GIVEN EXERCISE:
In the lines below, find the one that contains "In this picture, where can the woman's" and write it out exactly, along with every line that follows it.

INPUT:
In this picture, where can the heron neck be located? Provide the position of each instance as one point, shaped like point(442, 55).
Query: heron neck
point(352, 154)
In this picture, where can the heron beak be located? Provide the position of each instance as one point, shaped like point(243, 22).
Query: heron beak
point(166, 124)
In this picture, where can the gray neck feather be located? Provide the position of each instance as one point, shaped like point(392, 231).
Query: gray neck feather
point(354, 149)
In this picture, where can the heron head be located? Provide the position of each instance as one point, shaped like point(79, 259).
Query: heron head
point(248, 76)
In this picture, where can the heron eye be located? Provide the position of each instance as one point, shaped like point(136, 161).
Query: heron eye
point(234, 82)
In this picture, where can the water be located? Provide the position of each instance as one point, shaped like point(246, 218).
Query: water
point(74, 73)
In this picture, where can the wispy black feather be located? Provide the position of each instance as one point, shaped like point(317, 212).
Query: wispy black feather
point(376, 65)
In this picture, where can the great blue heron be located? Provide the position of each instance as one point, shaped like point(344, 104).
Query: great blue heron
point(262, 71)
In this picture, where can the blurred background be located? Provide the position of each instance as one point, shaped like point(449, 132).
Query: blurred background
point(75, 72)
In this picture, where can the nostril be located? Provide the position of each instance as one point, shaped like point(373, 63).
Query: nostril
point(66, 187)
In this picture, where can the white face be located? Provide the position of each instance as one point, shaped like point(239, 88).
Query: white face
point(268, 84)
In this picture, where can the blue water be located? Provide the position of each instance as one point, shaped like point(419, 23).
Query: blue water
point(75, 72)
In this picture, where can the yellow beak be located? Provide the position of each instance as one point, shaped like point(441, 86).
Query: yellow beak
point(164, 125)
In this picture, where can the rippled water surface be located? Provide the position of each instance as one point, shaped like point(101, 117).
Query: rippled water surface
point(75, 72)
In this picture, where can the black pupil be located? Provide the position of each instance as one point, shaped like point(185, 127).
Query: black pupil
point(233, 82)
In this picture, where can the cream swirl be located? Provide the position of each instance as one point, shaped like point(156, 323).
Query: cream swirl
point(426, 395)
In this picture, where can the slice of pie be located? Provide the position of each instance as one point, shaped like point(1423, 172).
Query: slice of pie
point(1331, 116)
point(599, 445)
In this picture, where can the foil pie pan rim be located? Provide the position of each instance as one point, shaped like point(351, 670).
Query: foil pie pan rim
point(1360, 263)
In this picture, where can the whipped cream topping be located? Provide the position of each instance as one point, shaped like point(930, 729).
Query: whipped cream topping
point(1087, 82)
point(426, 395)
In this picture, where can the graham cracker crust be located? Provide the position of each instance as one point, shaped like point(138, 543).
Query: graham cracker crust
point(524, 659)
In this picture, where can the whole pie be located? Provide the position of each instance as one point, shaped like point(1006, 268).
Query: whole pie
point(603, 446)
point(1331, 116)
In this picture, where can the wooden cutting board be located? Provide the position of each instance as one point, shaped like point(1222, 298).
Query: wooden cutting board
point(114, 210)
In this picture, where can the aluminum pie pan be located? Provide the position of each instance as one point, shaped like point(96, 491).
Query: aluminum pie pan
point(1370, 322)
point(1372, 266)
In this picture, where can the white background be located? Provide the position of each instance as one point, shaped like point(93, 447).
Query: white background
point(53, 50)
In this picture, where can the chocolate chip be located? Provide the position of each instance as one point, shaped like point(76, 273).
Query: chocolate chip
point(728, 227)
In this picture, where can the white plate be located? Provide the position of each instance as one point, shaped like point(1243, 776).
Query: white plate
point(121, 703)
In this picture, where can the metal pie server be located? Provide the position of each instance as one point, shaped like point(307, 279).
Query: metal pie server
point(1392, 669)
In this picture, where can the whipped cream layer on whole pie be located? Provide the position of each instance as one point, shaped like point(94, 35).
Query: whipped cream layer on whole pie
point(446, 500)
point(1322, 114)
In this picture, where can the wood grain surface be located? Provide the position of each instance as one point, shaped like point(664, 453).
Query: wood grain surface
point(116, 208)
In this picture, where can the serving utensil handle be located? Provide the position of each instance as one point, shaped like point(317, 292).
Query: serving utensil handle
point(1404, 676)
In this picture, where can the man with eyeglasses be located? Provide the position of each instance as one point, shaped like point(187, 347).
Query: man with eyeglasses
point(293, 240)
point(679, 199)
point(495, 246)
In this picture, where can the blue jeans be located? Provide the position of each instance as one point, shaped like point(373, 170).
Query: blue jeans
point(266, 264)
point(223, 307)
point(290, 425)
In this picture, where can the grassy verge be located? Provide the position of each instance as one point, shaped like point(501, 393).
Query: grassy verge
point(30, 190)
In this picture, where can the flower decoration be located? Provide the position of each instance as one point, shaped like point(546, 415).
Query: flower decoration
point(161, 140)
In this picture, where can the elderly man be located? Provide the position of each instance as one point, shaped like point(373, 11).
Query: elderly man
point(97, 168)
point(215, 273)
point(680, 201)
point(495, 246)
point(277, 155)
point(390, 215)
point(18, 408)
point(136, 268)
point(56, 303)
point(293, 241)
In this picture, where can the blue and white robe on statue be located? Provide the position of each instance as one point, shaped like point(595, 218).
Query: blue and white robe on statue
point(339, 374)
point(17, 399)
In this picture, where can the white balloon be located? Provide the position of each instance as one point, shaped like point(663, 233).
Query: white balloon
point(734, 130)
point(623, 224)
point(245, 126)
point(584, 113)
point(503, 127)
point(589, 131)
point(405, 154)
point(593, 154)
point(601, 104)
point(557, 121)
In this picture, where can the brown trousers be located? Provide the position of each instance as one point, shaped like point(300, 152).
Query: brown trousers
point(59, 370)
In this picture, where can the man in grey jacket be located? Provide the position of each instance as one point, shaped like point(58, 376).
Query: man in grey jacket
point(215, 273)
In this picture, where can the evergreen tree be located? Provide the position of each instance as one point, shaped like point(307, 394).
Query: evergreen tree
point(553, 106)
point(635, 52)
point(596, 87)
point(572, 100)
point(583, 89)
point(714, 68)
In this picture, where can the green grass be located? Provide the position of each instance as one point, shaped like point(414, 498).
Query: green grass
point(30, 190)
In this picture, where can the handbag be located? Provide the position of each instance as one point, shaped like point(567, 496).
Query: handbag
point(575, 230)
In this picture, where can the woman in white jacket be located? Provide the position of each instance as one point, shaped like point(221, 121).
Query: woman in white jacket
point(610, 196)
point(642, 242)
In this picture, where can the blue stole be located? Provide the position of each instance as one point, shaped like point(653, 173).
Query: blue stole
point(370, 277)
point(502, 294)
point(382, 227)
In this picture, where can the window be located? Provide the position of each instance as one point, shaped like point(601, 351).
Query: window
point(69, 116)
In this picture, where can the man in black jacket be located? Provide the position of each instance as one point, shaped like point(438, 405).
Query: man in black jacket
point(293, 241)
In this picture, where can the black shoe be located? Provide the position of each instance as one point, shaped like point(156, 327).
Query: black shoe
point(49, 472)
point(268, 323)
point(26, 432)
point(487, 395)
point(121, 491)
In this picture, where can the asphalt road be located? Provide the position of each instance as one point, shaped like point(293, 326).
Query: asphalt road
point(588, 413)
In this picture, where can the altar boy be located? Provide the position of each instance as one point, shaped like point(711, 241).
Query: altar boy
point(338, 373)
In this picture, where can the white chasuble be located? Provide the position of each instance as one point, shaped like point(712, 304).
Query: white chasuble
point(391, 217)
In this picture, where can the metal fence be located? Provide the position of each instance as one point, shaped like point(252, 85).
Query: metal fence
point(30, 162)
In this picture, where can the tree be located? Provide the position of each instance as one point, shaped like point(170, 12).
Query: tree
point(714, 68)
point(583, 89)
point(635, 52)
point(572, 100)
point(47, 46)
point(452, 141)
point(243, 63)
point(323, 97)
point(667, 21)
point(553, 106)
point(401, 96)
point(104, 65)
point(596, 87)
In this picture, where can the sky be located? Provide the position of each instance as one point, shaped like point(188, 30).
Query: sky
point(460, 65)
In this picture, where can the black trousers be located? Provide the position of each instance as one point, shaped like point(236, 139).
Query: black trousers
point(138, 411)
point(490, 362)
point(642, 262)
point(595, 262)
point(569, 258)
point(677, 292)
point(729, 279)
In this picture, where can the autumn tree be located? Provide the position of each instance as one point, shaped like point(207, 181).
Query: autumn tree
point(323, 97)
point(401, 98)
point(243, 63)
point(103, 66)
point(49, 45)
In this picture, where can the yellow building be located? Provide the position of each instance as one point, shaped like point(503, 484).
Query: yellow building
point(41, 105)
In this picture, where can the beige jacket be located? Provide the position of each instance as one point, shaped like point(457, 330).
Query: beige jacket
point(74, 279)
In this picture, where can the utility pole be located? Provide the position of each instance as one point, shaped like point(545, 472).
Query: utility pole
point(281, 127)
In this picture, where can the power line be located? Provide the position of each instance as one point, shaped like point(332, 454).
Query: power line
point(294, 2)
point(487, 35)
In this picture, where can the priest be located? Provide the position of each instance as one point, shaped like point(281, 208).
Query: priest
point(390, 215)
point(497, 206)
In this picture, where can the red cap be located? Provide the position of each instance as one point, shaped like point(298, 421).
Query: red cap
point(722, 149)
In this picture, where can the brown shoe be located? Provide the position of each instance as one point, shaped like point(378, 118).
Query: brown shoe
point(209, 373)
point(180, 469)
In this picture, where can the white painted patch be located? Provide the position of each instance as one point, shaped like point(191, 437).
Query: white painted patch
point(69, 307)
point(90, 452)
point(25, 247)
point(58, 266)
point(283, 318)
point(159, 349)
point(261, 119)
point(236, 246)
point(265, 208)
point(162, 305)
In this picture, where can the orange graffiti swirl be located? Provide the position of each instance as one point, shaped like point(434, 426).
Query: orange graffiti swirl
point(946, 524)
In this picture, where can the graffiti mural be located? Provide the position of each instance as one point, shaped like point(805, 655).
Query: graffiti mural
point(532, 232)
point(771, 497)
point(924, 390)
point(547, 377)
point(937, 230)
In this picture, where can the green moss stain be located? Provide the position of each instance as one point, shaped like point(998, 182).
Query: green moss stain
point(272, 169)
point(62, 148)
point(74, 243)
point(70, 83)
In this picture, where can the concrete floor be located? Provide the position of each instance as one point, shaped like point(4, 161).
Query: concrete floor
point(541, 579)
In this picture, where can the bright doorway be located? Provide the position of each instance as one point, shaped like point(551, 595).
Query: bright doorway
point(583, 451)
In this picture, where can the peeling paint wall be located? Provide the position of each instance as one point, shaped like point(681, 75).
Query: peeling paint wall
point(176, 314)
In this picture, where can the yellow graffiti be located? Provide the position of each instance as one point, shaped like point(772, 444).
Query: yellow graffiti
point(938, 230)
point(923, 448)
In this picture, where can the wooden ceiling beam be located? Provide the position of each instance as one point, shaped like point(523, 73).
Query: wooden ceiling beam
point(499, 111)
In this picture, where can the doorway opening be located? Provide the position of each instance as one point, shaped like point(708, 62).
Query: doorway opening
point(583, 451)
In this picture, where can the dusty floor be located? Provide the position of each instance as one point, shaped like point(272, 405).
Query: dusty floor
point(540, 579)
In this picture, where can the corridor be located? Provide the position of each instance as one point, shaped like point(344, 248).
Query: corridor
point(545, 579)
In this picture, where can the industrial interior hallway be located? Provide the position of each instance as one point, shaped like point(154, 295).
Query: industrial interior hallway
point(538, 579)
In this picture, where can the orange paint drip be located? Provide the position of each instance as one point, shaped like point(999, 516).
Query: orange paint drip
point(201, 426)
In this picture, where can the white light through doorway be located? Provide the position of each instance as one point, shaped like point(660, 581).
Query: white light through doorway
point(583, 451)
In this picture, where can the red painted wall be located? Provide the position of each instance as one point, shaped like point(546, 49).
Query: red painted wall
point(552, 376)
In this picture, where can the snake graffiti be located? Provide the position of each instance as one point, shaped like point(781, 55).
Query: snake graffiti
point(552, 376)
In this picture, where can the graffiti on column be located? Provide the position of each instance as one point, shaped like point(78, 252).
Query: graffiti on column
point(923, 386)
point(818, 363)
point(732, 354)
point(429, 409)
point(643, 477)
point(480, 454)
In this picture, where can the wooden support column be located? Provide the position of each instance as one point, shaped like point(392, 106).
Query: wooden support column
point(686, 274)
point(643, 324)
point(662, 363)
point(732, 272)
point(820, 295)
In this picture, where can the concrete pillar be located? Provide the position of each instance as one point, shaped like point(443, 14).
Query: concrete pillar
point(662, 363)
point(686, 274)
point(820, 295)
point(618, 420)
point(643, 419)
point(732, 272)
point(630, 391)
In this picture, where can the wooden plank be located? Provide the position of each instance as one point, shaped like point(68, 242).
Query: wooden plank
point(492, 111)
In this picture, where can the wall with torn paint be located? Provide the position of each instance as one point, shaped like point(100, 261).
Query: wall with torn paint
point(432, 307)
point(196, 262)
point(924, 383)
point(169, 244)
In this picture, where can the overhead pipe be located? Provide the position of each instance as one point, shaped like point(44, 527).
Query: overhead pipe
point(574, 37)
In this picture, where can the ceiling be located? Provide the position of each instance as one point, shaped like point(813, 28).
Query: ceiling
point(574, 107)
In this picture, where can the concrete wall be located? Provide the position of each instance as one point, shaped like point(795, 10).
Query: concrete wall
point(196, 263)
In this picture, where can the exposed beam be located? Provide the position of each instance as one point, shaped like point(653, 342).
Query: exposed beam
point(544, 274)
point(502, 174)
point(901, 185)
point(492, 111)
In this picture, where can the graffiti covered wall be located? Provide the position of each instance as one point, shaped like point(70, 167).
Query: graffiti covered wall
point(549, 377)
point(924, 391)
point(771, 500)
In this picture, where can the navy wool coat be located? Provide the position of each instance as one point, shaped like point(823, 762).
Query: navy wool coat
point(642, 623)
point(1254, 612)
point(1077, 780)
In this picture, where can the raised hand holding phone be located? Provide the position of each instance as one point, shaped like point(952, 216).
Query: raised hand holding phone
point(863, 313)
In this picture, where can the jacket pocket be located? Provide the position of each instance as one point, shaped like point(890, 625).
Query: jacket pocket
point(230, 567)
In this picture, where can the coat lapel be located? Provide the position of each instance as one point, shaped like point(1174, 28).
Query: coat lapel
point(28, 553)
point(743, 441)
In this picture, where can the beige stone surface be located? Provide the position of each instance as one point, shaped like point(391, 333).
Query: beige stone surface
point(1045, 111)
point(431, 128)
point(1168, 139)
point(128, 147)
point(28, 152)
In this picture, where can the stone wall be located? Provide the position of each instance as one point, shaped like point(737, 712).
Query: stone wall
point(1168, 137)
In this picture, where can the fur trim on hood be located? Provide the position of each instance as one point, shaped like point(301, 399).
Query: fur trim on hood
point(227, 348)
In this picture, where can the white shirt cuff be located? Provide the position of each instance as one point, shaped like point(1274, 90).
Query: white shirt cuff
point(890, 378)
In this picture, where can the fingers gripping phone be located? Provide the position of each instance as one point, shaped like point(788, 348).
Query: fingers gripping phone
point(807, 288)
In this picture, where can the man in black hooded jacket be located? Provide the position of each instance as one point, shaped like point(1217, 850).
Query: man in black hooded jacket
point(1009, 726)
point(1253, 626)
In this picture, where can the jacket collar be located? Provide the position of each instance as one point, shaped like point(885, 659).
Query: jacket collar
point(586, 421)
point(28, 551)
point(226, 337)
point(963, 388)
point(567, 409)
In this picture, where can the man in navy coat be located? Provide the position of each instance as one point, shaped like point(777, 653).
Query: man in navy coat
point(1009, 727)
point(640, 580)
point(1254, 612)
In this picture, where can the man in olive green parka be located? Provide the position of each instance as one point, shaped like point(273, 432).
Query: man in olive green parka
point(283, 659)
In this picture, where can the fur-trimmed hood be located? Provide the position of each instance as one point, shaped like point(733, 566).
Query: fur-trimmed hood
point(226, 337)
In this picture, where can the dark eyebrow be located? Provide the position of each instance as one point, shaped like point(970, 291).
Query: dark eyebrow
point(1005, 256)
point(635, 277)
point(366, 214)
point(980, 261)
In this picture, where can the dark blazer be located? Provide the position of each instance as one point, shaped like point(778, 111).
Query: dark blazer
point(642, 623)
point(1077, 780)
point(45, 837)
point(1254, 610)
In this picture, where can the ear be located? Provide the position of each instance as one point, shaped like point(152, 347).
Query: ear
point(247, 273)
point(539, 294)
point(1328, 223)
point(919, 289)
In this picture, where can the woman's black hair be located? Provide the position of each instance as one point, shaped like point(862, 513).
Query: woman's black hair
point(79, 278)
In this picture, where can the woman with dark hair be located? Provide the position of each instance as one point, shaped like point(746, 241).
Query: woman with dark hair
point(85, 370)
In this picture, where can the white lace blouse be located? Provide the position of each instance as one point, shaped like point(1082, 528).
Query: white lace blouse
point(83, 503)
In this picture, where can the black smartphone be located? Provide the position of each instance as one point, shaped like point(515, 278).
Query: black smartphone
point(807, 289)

THE REPLY:
In this picture, where can the woman's black hair be located? Provide the position of each instance as one point, shaped like point(862, 513).
Query: woman's black hair
point(79, 278)
In this picture, where can the woman with dark hair be located? Provide the position of each instance as one point, shaped like point(746, 241).
Query: woman with dark hair
point(85, 370)
In this picture, where can the white lace blouse be located? Provide the position of each instance as one point, shaped like point(1082, 528).
Query: white lace blouse
point(83, 503)
In this picture, where can the black smartphone be located? Provide the position of each instance as one point, shaped like point(515, 278).
Query: black smartphone
point(807, 289)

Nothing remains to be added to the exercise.